9. L'uomo non possiede di suo se non quanto può portare via con sé da questo mondo. Di ciò che trova arrivando e di ciò che lascia partendo egli fruisce durante la sua permanenza sulla Terra. Ma, poiché è forzato a lasciare tutto, egli ne ha solo l'usufrutto e non il possesso reale. Che cosa possiede dunque? Niente di ciò che è destinato all'uso del corpo, ma tutto ciò che è a uso dell'anima: l'intelligenza, le conoscenze, le qualità morali. Ecco ciò che porta e riporta via con sé, ciò che nessuno ha la facoltà di togliergli, ciò che gli servirà nell'Aldilà più ancora che qui. Da lui dipende essere più ricco alla partenza che all'arrivo, perché da ciò che avrà acquisito in bene dipende la sua posizione futura. Quando qualcuno va in un paese lontano, mette in valigia le cose necessarie per quel soggiorno, ma non si carica assolutamente di ciò che è inutile. Fate dunque lo stesso riguardo alla vita futura e fate provvista di tutto ciò che potrà servirvi là.

A un viaggiatore che arrivi in una locanda si dà una buona sistemazione se può pagare bene, a uno che ha poco da spendere si dà una sistemazione meno confortevole. Quanto a chi non ha niente, dormirà sulla paglia. Così è dell'uomo che arriva nel mondo degli Spiriti: il posto che gli verrà assegnato dipenderà dai suoi averi, ma non è con l'oro che potrà pagarlo. Non gli verrà certo domandato: «Quanto avevi sulla Terra? Quale posizione occupavi? Eri un principe o un operaio?» Ma gli si domanderà: «Che cosa hai riportato?» Non si calcolerà assolutamente il valore dei suoi beni né dei suoi titoli, ma la somma delle sue virtù. Ora, in base a questo computo, l'operaio può essere più ricco del principe. Invano quest'ultimo addurrà che prima della sua dipartita ha pagato la sua entrata nell'Aldilà con l'oro. Gli si risponderà: «Qui i posti non si comperano, si guadagnano con il bene che si è fatto. Con la moneta della Terra hai potuto comperare campi, case, palazzi; qui tutto si paga con la moneta del cuore. Sei ricco di queste qualità? Sii il benvenuto e vai ai primi posti, dove tutta la felicità ti attende. Sei povero di queste qualità? Vai all'ultimo posto, dove sarai trattato in ragione dei tuoi averi».

(Pascal, Ginevra, 1860)
-=-=-=-=-
**Obiettivo 1**
Tra le righe dei blocchi qui sotto, trasforma in un elenco numerato il tratto che va dalla riga contenente "of the metal" fino alla riga contenente "x=243, y=164", entrambe comprese, tralasciando le righe vuote.
Le righe qui sotto non hanno alcun rapporto con il brano.
-=-=-=-=-
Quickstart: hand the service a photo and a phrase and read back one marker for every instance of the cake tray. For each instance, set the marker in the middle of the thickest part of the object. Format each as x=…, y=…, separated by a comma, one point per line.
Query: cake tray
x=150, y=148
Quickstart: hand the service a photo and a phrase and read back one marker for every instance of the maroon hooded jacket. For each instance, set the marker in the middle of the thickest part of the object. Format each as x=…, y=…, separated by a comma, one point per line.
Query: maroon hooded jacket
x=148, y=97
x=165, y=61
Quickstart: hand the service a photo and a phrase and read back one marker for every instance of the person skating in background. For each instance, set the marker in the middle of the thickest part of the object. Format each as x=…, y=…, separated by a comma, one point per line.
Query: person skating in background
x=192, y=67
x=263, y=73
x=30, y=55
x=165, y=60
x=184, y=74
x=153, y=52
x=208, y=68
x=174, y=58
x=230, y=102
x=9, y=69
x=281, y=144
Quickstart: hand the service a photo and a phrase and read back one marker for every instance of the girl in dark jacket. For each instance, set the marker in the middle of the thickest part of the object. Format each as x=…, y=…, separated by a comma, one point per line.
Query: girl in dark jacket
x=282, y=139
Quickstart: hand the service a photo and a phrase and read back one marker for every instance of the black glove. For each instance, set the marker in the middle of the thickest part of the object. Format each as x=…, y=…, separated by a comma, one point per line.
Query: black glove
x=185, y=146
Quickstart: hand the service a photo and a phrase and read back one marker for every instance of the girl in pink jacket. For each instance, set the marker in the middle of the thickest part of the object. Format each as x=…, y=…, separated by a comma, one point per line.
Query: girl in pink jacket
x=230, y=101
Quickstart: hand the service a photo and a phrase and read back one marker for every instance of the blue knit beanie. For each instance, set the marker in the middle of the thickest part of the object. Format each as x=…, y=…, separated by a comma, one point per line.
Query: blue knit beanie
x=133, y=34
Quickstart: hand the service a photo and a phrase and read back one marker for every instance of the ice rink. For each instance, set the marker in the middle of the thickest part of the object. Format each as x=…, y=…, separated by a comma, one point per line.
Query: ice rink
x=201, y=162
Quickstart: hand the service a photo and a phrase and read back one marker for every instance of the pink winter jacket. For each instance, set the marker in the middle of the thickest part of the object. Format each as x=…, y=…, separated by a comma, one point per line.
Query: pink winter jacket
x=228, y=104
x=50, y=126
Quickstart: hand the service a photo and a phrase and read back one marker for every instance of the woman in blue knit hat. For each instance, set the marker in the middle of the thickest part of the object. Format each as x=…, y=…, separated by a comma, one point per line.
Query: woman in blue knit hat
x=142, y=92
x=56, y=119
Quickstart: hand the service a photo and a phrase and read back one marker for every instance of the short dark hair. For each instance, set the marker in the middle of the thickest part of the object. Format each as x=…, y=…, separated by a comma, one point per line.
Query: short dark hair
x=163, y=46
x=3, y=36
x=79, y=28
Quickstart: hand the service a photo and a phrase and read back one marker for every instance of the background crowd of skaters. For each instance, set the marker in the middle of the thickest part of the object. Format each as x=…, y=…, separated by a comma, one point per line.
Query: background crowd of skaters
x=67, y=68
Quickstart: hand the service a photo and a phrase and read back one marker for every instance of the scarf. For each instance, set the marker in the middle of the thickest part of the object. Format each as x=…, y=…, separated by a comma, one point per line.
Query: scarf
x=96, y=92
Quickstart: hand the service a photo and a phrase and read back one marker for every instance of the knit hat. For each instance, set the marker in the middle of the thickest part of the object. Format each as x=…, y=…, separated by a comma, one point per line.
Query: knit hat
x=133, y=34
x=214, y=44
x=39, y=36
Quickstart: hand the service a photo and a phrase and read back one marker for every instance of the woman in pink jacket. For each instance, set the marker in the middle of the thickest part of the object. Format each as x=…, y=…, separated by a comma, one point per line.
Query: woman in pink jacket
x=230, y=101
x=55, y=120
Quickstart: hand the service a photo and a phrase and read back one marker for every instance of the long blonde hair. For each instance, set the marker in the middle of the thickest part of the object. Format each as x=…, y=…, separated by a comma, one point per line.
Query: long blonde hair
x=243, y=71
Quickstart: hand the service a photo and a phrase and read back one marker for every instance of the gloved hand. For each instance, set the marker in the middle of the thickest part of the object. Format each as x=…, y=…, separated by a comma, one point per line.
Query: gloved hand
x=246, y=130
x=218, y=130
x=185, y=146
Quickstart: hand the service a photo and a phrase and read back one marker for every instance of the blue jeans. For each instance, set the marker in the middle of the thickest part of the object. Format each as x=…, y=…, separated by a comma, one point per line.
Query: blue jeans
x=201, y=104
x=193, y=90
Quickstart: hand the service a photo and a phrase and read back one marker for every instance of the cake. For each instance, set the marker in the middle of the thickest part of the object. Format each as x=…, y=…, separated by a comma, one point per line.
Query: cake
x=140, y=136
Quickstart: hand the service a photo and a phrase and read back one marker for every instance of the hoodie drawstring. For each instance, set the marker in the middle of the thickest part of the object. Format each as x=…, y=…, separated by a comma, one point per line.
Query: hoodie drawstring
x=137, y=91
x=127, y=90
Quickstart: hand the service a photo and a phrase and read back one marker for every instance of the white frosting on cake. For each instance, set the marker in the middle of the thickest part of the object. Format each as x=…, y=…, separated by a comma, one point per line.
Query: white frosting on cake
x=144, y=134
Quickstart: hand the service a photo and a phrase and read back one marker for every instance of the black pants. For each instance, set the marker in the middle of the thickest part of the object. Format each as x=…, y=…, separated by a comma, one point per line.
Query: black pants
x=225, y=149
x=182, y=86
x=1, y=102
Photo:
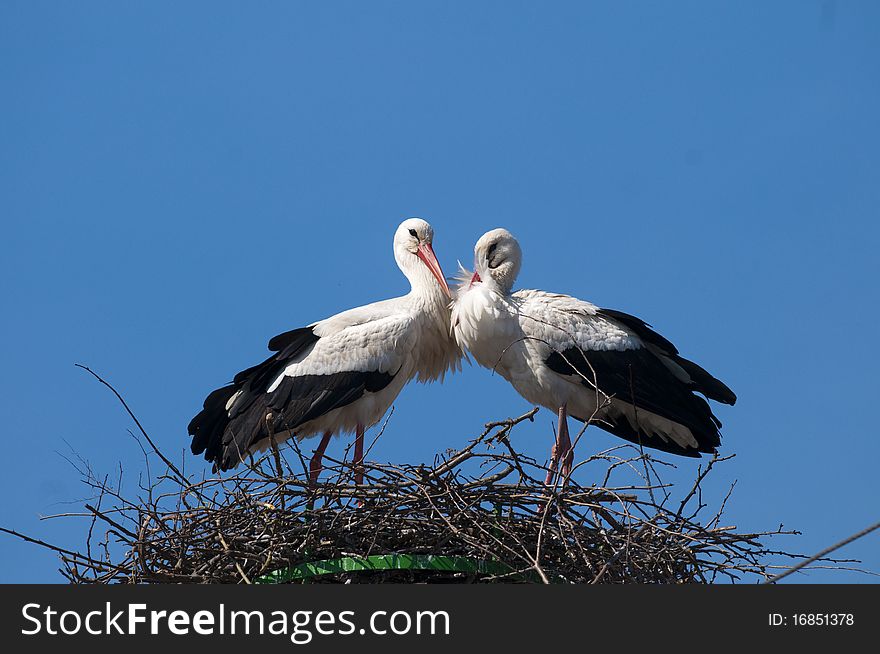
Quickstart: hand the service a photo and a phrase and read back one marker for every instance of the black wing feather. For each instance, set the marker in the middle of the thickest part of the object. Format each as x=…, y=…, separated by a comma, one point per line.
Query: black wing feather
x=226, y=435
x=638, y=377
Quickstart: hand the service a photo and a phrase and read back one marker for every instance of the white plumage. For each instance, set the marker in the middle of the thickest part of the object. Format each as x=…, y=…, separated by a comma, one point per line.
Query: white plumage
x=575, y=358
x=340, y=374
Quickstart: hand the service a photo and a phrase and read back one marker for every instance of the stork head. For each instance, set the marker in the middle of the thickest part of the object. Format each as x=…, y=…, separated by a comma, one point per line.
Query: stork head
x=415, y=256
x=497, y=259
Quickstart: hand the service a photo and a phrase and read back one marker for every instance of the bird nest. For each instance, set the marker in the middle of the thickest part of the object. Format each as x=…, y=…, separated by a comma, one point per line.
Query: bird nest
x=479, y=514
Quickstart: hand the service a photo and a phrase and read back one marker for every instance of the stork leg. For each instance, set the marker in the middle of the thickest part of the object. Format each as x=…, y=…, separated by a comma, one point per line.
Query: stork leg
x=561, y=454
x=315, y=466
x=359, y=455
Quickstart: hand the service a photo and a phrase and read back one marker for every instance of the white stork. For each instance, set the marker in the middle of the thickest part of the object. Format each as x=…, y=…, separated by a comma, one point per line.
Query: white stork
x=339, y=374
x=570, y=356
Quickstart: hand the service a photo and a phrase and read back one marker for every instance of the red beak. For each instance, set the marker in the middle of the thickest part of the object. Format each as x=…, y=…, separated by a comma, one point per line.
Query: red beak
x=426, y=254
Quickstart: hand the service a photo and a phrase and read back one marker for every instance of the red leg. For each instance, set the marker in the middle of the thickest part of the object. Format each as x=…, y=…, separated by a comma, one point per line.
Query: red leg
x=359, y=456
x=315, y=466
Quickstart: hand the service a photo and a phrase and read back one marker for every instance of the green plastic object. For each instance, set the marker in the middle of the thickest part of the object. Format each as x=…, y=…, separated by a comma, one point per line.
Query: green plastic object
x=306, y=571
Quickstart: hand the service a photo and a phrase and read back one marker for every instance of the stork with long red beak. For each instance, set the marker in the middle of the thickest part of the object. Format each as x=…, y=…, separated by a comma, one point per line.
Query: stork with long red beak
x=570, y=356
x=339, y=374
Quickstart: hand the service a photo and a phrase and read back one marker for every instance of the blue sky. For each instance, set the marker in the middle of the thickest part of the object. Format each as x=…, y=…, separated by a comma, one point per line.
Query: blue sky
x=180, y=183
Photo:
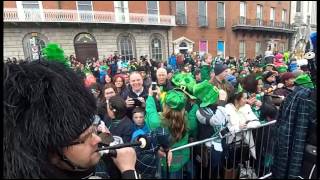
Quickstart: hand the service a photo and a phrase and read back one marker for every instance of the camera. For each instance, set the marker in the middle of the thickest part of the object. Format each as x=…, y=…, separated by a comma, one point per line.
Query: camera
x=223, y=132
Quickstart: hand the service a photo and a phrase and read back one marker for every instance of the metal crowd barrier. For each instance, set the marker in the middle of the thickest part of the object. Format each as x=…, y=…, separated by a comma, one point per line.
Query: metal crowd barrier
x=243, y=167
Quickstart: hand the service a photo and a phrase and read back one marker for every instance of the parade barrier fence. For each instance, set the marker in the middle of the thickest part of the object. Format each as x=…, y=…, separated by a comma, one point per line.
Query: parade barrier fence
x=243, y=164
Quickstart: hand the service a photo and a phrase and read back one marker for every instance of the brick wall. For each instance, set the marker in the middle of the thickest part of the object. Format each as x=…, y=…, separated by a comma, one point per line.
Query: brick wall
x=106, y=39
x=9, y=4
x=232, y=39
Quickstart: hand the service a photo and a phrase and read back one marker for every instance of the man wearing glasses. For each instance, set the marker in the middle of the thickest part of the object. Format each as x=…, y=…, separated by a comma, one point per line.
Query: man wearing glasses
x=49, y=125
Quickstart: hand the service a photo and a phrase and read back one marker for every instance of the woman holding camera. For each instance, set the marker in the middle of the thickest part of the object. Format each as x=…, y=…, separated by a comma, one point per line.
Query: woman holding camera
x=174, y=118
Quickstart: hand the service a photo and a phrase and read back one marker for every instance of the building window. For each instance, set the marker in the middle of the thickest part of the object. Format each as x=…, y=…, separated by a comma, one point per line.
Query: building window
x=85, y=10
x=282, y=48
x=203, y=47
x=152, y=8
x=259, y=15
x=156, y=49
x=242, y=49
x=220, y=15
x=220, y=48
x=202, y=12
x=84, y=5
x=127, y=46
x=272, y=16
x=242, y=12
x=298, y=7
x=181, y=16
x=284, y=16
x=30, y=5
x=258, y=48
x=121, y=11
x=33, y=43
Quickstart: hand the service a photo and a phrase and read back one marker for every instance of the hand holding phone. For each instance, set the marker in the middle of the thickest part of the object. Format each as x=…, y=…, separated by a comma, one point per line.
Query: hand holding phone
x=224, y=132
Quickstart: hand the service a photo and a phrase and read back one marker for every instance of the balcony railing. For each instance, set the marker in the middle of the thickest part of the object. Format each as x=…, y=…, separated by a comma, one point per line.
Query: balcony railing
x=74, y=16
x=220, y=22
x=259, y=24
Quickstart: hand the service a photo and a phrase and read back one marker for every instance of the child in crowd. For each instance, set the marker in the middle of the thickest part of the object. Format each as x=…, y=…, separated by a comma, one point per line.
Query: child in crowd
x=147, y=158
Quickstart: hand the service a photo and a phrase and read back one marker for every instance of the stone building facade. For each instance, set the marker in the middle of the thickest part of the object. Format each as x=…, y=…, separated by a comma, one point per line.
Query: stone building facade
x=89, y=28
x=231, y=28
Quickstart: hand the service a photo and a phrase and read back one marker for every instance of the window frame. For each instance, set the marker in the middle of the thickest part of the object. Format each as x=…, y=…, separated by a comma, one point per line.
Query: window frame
-=-=-=-=-
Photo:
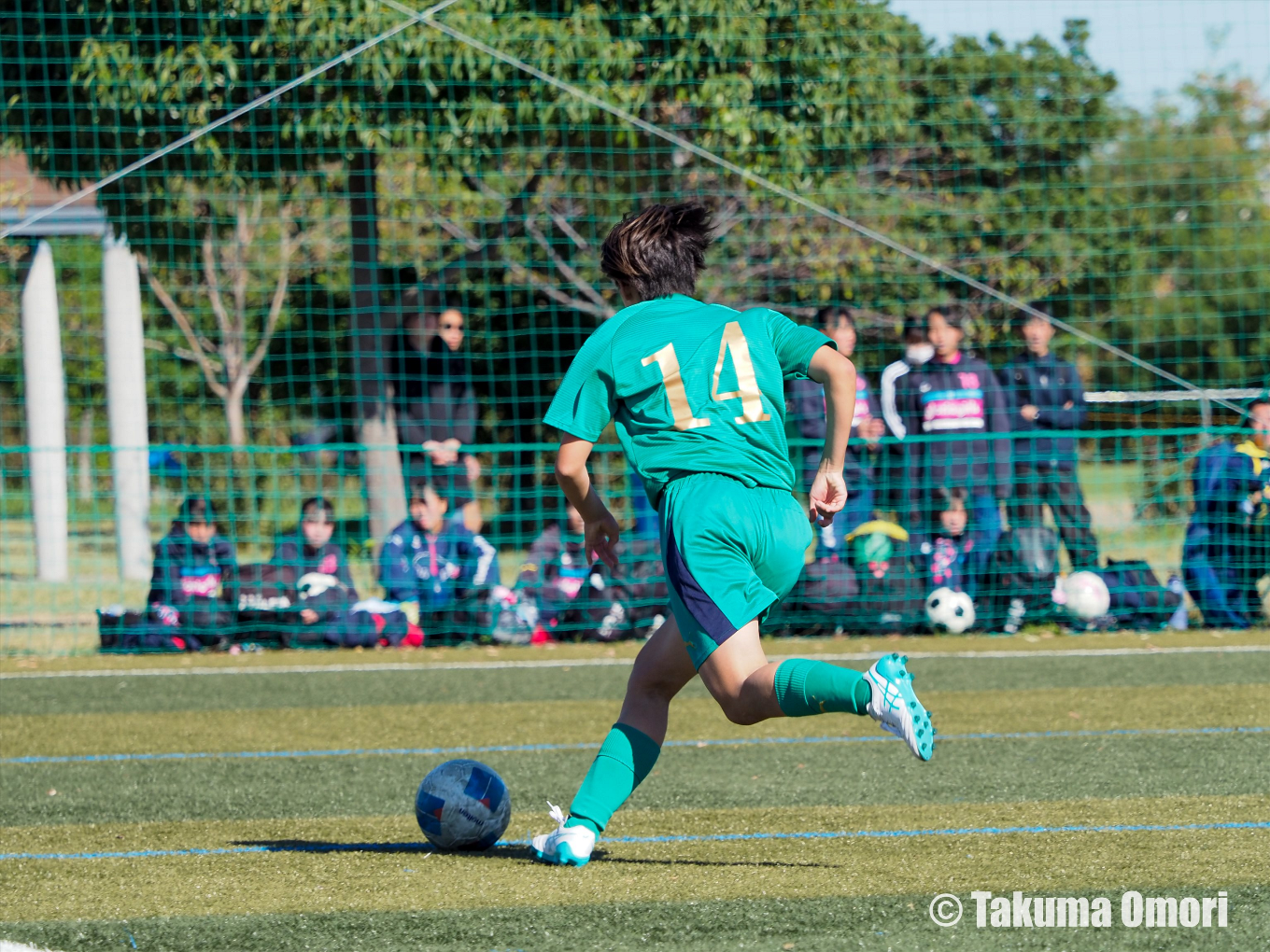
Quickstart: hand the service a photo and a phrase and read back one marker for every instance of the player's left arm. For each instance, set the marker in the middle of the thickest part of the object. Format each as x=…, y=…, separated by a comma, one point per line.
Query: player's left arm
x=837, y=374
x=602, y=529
-=-=-=-=-
**Obiettivo 2**
Riscrivi in forma più breve il paragrafo del brano che comincia con "A un viaggiatore che arrivi in una locanda", mantenendone i fatti principali.

**Risposta completa 1**
1. Quickstart: hand the service a photo and a phrase and read back one marker for every instance of the metal crowd barrier. For each instance, set the marker in the middle of the thickest part of the object. Format each as x=…, y=…, separated by a comma, one point per line.
2. Query: metal crowd barrier
3. x=243, y=167
4. Quickstart: hand the service a photo and a phrase and read back one marker for every instance of the parade barrier fence. For each instance, set the marker in the middle of the thickest part of the object. Format each as x=…, y=…, separated by a comma, one point per line.
5. Query: parade barrier fence
6. x=243, y=164

**Risposta completa 2**
In una locanda un viaggiatore riceve una sistemazione buona, meno confortevole o soltanto la paglia, a seconda di quanto può pagare. Allo stesso modo, chi arriva nel mondo degli Spiriti ottiene un posto in base ai suoi averi, ma non può pagarlo con l'oro. Non gli si chiede quanto possedeva o quale posizione occupava, ma che cosa ha riportato. Si calcola la somma delle sue virtù, e per questo l'operaio può essere più ricco del principe. A chi sostiene di aver pagato l'ingresso con l'oro si risponde che lì i posti si guadagnano con il bene fatto e si pagano con la moneta del cuore. Chi è ricco di queste qualità va ai primi posti, dove lo attende la felicità. Chi ne è povero va all'ultimo posto.